_TEKST_.
○ ○ ○ ○ ○

Saudyjczycy wiedzą, że z powodu realpolitik administracja Trumpa starała się rozumieć problemy królestwa, przeciwdziałała jego krytykom w USA i na Zachodzie ogólnie. Teraz nadchodząca administracja Bidena prawdopodobnie zdystansuje USA od Rijadu. Ludzie Bidena zarzucają Arabii Saudyjskiej marne notowania w sprawie praw człowieka, wielokrotne bombardowanie ludności cywilnej Jemenu i zamordowanie Dżamala Chaszodżiego. Dla Saudyjczyków więc normalizacja stosunków z Izraelem ma sens, żeby ułagodzić przynamniej niektórych krytyków królestwa.

○ ○ ○ ○ ○

_DANE_.
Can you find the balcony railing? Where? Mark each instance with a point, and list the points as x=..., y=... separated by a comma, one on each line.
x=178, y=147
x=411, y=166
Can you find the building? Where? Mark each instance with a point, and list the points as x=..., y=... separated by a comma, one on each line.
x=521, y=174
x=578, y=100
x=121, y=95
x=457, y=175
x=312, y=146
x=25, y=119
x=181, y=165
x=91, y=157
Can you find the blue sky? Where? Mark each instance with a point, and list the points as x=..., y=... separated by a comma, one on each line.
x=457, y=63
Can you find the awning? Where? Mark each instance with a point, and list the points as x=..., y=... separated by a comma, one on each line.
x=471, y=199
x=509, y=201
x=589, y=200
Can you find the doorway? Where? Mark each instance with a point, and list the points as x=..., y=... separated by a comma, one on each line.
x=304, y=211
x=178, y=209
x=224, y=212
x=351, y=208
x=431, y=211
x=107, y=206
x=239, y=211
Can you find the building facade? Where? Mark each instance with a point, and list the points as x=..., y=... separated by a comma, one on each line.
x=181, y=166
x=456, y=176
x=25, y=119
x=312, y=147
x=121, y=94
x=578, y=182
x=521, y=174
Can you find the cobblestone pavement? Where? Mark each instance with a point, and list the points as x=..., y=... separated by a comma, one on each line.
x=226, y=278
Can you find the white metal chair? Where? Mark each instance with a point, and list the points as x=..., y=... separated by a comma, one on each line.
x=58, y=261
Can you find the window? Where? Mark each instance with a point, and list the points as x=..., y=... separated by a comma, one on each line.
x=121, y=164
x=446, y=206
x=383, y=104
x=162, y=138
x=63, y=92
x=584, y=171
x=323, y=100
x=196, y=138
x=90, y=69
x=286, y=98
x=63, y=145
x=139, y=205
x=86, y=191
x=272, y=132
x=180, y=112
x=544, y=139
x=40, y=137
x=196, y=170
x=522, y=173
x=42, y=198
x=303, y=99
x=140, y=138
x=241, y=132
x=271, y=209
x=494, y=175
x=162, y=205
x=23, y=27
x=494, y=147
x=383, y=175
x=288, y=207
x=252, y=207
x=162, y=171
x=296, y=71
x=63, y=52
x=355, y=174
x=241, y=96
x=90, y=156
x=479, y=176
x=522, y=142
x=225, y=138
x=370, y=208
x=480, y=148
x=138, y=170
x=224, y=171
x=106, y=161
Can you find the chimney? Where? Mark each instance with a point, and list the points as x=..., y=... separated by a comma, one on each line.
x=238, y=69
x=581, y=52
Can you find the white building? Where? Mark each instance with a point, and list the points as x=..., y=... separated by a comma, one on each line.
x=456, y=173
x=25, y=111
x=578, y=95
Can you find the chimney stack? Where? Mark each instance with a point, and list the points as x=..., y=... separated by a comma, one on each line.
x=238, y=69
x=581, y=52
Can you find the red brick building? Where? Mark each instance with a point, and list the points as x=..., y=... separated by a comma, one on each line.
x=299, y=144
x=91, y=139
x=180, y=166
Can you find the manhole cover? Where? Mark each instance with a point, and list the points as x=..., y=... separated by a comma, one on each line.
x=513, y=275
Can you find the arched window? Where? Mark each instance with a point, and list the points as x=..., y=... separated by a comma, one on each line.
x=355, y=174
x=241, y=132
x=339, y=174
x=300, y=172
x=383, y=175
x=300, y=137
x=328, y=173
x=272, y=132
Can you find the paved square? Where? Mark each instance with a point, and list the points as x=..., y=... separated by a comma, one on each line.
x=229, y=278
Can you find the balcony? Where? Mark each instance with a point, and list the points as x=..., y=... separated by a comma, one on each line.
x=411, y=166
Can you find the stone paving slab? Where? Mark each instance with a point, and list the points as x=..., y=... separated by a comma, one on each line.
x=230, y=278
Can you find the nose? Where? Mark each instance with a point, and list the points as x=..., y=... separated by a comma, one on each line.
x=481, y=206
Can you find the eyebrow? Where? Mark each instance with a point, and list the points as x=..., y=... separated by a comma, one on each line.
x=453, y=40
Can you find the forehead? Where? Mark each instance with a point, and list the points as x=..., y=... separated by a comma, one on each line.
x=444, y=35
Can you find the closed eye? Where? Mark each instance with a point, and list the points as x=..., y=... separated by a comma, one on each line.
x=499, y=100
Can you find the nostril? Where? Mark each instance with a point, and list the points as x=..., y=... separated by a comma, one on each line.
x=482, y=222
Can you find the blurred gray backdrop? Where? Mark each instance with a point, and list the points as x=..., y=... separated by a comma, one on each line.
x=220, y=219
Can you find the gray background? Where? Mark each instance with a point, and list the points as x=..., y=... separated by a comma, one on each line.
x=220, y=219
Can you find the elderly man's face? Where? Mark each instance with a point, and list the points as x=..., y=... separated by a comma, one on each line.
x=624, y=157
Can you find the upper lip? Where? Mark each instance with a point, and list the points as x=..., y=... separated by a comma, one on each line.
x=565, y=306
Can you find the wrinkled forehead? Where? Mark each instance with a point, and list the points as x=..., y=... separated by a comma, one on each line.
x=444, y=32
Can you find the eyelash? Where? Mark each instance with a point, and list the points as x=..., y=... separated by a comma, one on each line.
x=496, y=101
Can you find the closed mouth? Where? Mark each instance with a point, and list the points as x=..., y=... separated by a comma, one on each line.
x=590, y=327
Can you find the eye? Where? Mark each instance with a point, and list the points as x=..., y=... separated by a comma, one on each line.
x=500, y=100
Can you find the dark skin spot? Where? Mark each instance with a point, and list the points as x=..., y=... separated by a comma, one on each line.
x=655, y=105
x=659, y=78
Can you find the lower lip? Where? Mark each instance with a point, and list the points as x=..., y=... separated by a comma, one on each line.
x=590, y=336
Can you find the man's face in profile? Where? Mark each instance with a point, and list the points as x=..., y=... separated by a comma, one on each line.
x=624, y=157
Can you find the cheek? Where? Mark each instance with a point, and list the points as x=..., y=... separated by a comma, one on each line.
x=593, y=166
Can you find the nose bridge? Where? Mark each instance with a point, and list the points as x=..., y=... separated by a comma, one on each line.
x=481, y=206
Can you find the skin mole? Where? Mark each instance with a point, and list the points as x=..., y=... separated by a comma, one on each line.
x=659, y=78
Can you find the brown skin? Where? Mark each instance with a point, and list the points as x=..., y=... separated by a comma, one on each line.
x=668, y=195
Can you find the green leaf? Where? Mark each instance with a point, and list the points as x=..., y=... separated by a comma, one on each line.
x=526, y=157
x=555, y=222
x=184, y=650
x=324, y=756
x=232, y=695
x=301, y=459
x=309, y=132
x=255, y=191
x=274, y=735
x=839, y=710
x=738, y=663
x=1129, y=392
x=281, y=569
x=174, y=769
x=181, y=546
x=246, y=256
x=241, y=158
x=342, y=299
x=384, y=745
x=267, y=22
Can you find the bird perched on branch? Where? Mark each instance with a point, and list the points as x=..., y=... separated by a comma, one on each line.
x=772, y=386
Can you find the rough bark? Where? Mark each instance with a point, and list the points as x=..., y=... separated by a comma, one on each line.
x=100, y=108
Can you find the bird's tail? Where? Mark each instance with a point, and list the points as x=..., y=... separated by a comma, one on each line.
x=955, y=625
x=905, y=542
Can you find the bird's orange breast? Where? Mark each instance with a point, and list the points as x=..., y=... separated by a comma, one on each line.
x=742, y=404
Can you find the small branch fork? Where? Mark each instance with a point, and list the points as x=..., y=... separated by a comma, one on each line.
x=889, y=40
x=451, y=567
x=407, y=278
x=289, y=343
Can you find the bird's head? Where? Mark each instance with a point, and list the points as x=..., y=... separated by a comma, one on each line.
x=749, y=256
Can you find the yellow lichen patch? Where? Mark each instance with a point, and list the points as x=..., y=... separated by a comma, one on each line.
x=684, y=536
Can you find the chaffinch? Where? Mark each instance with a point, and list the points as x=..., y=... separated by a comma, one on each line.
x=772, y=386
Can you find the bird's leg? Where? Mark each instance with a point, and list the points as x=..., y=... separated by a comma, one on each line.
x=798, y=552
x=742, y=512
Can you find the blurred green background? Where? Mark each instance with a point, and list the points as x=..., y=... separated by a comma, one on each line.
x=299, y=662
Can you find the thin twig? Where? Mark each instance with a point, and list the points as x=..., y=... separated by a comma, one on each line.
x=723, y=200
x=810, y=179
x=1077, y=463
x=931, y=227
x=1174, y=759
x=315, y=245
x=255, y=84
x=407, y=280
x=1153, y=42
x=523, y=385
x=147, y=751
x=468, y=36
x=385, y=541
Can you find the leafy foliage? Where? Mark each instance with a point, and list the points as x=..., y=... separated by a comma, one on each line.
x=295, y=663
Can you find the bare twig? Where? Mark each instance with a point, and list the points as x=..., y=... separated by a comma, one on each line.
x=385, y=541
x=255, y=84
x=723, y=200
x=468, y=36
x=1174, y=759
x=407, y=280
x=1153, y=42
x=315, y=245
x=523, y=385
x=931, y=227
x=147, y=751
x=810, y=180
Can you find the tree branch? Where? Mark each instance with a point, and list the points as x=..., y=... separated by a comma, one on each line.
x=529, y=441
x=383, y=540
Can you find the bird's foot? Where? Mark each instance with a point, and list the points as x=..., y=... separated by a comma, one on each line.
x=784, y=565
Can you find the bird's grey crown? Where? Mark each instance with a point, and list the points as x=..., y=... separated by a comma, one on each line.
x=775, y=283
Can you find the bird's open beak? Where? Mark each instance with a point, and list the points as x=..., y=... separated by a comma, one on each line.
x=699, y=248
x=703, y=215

○ ○ ○ ○ ○

_ZADANIE_.
Kontynuuj tekst o stosunkach Arabii Saudyjskiej z USA i Izraelem, zaczynając zaraz po jego ostatnim zdaniu.

_ODPOWIEDŹ_.
Co więc mogłoby skusić saudyjskiego następcę tronu do działania na rzecz zbliżenia z Izraelem? Specjalna pozycja w Radzie Islamskiego Wakf, która panuje nad Wzgórzem Świątynnym, mogłaby tego dokonać, chociaż nie jest jasne, jak bardzo Rijadowi zależy na zaangażowaniu się w punkt zapalny w Jerozolimie, jakim jest meczet Al-Aksa. Jest tu także kwestia, czy Izrael zgodzi się na “przehandlowanie” takich praw na Wzgórzu Świątynnym – coś, co wywołałoby kontrowersje w kraju i za granicą…   

Nie widzę, w jaki sposób Izrael, żydowskie państwo, miałoby mieć jakąkolwiek możliwość “przehandlowania” praw Rady Islamskiego Wakf, która panuje na Wzgórzu Świątynnym. Jordania, która kontroluje Radę Wakf, odrzucała w przeszłości dzielenie się tą kontrolą z innymi muzułmanami. Możliwe, że Saudyjczycy przedstawią królowi Abdullahowi ofertę (ciekawe ile setek milionów dolarów byłoby potrzebne?), żeby zgodził się zrobić miejsce dla Saudyjczyków w Radzie Wakf, ale nie ma to nic wspólnego z możliwym zbliżeniem między Arabią Saudyjską a Izraelem.  

Według doniesień w arabskich mediach w przyszłym miesiącu Rijad ma być gospodarzem szczytu na temat kryzysu w Zatoce Arabskiej.


Ze zbliżaniem się momentu przejęcia władzy przez prezydenta-elekta, Joego Bidena, nadchodzące tygodnie mogą okazać się krytyczne w sprawie osiągnięcia kompromisu z Doha. Takie posunięcie wzmocniłoby także umiarkowane siły w Zatoce wobec wyłaniającego się frontu Iran-Turcja.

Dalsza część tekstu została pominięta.